### THE TASK
Lines before the one containing "of the rear" are left out; copy that line and every later line through the end of the data exactly.

### RECORDS SUPPLIED
┏━━

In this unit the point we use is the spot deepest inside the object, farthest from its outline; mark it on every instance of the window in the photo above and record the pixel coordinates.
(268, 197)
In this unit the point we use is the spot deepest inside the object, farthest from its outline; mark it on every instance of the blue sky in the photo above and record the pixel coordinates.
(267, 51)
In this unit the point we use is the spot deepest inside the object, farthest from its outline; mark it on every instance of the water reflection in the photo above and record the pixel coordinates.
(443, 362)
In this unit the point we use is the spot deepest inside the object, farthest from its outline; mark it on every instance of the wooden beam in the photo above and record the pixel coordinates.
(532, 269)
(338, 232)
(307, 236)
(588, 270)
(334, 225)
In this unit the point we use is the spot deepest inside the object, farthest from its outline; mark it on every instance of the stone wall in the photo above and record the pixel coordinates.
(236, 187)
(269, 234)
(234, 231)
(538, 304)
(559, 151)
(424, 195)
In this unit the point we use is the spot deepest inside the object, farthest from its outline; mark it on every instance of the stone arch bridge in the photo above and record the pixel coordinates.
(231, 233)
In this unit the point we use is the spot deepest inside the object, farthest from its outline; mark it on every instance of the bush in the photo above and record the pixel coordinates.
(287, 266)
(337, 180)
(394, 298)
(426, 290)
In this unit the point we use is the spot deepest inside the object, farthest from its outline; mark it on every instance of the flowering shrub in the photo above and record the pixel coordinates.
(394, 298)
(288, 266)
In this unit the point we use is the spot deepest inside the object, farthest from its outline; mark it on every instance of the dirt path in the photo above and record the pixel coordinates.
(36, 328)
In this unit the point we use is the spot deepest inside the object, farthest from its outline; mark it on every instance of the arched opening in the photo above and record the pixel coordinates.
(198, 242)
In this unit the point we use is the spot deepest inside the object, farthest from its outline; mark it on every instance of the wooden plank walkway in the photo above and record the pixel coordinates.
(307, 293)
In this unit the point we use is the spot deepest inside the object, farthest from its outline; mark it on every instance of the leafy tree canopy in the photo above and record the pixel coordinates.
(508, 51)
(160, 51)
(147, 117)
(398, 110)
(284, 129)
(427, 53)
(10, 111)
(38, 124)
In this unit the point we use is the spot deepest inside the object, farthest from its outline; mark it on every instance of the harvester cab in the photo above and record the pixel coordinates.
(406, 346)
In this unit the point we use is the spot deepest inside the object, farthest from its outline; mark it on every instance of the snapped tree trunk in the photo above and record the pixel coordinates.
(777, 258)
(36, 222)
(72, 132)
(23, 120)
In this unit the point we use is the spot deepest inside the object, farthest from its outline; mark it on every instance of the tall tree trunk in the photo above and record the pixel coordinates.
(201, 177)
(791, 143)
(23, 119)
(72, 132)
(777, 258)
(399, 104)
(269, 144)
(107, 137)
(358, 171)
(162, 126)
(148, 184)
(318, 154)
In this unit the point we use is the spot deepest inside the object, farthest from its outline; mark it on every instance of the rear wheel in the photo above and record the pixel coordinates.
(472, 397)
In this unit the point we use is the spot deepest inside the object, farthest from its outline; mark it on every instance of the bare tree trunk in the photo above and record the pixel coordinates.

┗━━

### EXERCISE RESPONSE
In this unit the point we use is the spot deepest inside the object, farthest from its outline; mark it on every instance of the rear wheel in the photo above and record the pixel coordinates.
(472, 397)
In this unit the point we use is the spot deepest inside the object, farthest from its outline; mark it on every instance of the bare tree trunk in the photo above and record the pixel coordinates.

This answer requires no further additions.